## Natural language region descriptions

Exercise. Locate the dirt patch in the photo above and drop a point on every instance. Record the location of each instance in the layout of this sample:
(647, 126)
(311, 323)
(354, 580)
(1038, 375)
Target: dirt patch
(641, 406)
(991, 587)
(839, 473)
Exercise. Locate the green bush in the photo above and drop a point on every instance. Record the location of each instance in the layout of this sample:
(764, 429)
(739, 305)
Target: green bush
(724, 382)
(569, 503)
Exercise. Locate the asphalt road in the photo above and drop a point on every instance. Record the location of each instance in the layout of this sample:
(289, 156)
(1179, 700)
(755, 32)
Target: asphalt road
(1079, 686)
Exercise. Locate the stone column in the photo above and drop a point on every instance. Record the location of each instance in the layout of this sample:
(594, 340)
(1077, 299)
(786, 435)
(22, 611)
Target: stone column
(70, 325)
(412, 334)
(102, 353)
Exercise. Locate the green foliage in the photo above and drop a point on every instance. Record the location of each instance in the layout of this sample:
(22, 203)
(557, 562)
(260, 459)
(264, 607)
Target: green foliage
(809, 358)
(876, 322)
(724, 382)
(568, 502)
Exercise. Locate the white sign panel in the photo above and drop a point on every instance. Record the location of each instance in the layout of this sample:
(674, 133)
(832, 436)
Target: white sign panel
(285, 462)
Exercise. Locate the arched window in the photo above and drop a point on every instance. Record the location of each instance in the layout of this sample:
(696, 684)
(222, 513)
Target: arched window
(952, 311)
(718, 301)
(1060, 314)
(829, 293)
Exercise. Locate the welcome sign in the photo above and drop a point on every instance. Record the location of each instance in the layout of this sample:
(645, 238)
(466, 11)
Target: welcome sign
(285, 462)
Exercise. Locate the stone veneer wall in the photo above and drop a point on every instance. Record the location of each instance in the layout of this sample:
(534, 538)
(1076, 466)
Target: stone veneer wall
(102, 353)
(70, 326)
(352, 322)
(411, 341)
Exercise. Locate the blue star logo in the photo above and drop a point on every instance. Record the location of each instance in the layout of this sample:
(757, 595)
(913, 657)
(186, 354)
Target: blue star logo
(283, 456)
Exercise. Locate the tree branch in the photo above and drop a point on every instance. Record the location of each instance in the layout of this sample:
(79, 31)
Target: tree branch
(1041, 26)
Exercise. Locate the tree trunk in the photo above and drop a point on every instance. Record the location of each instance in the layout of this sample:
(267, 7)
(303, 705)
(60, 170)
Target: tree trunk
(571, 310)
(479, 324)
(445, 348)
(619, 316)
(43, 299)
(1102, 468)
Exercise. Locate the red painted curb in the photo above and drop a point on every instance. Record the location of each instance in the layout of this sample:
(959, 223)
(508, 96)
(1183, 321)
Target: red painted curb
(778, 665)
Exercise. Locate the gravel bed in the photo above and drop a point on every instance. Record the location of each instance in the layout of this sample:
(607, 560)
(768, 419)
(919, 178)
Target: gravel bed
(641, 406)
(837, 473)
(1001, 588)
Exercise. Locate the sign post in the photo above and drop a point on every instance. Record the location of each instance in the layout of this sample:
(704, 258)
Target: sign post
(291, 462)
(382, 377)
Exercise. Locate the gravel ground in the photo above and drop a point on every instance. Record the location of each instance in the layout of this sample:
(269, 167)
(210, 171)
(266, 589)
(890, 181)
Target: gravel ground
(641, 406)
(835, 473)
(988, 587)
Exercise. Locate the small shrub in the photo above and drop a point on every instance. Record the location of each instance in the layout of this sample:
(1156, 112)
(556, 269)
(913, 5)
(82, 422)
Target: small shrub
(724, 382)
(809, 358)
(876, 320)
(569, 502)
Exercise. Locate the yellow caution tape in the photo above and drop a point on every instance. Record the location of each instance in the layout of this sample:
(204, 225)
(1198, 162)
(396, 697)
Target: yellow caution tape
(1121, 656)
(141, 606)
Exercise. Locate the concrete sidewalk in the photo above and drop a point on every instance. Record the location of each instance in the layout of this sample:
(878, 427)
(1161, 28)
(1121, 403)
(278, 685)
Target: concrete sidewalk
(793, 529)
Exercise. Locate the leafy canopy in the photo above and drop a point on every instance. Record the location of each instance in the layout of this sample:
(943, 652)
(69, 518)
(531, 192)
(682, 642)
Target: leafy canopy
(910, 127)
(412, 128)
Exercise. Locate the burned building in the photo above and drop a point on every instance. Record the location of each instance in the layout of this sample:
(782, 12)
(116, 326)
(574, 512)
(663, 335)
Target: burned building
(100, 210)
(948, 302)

## PROBLEM DETAILS
Repeat all of the records exactly.

## FINISHED EXERCISE
Exercise. Locate the dirt patch in the photo above and drop a point on every instance. Record the location of each instance in the layout of this sample:
(647, 126)
(311, 323)
(354, 580)
(1038, 375)
Target: dirt patch
(641, 406)
(991, 587)
(839, 473)
Exercise. Locate the green bush in the photo above and drop a point on every instance. Record the location of each instance in the layout of this sample:
(764, 429)
(739, 305)
Target: green bush
(724, 382)
(569, 503)
Exercise. Locate the asphalt road in the photo above and drop a point on every instance. Record the location of each instance in the layout of this sample:
(289, 156)
(1179, 700)
(755, 32)
Target: asphalt road
(1079, 686)
Exercise. Locate the stone column in the photo above and drop a point on every instance. Record the location of each instance in the layout of this sample:
(594, 340)
(1077, 299)
(786, 435)
(22, 611)
Target: stone column
(70, 325)
(412, 334)
(102, 353)
Exercise. Locate the green foliage in the photo above and drop a point on every instance. Record the location of each instance in the layout of this sample:
(22, 203)
(557, 562)
(260, 459)
(264, 607)
Target: green foliage
(809, 358)
(876, 322)
(724, 382)
(568, 502)
Exercise. Locate the white sign panel in the photo above and drop a point on every instance. Record the location of each instance in the layout of this sample:
(674, 133)
(832, 436)
Target: white sign panel
(285, 462)
Exercise. Locate the arched window in the photo above and drop a point on every instance. Record the location of each instance in the layout of this sample:
(696, 684)
(222, 513)
Target: arched window
(952, 311)
(718, 301)
(1060, 314)
(829, 293)
Exercise. Locate the welcome sign in the photo above and drop a point on every instance. Record the location of each instance in the layout of this sample:
(645, 238)
(466, 11)
Target: welcome sign
(285, 462)
Exercise. Locate the stone veneer wall in the photo above and drop a point on every instance. Record the location of each instance in the layout of this sample:
(534, 538)
(1076, 466)
Target: stone veneer wall
(102, 353)
(70, 326)
(352, 322)
(411, 341)
Exercise. Locate the blue star logo in the photo above and drop a point on every instance. Record the location of each instance in the layout of this sample:
(757, 595)
(913, 657)
(186, 354)
Target: blue star logo
(283, 456)
Exercise. Locate the tree branch in the photo above and drop a point on every instance. Record the location of each instance in the layout of this sample:
(79, 31)
Target: tree branch
(1041, 26)
Exercise. Locate the tree trunk in the photo above and drop a point on every instance. Record the location of each instance in the layout of this sample:
(267, 7)
(303, 705)
(60, 170)
Target: tree trunk
(571, 310)
(479, 324)
(445, 348)
(619, 316)
(43, 299)
(1102, 468)
Exercise. Locate the red painted curb in the photo above and drop a point on every instance. Record the location of each instance in the layout of this sample:
(959, 223)
(508, 96)
(1183, 321)
Target: red painted curb
(778, 665)
Exercise. Locate the gravel bed in the photo above and drop a point on every instance. Record the location of each instance in the layout of this sample:
(607, 560)
(768, 419)
(919, 178)
Target: gravel bed
(641, 406)
(837, 473)
(1001, 588)
Exercise. Locate the sign post in the photo above and drop a point on every instance. Record the location of each instance in the layout of this sample:
(704, 258)
Target: sign post
(291, 462)
(382, 377)
Exercise. Locate the gravel ground in the photo above and drop a point on every instance. Record the location of each instance in the layout of this sample:
(269, 167)
(210, 171)
(266, 589)
(890, 181)
Target: gravel ground
(641, 406)
(835, 473)
(988, 587)
Exercise. Locate the small shrub in the photo above and drop a point on every instance. Record the location of each instance in the layout of this sample:
(1156, 112)
(556, 269)
(913, 5)
(82, 422)
Target: small shrub
(724, 382)
(809, 358)
(876, 320)
(569, 502)
Exercise. Locate the yellow caution tape in the photo above and drop a point on every instance. Record the location of each instance in the layout of this sample:
(204, 225)
(1198, 162)
(396, 697)
Target: yellow caution tape
(1121, 656)
(141, 606)
Exercise. Locate the concrete sidewalk in the photo above and drop a point on every instance. Record the location of each instance in the layout of this sample:
(878, 427)
(1161, 28)
(1121, 403)
(278, 685)
Target: concrete sidewalk
(793, 529)
Exercise. Locate the leafy canopy in the photo above and drop a point on every instance. Record the location of each instance in the layout of this sample:
(943, 652)
(69, 518)
(531, 192)
(682, 642)
Target: leafy canopy
(910, 127)
(412, 128)
Exercise. Locate the burned building in the photo above and drop a point on every instance. Record the location of each instance in the layout of this sample:
(782, 12)
(116, 326)
(574, 512)
(663, 335)
Target: burned building
(100, 210)
(948, 302)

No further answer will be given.